Requirement
Please reproduce the material below verbatim, line by line, leaving nothing out.

-- Start Supplied material --

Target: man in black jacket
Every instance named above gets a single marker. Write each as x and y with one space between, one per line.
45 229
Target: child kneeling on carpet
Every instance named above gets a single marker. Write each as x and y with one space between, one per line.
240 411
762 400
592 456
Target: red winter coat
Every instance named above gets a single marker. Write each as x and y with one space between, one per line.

-- End Supplied material --

Task result
Target: man in black jacket
Every instance named above gets a single marker. Write each as x and y with one space between, one per line.
45 229
Target: child kneeling on carpet
Every instance named above gets a single marker. Write each as x and y with one space between, one per line.
240 411
762 400
592 456
Target: red winter coat
Every instance named above gets a single marker. Write each as x and y with one space between, one per line.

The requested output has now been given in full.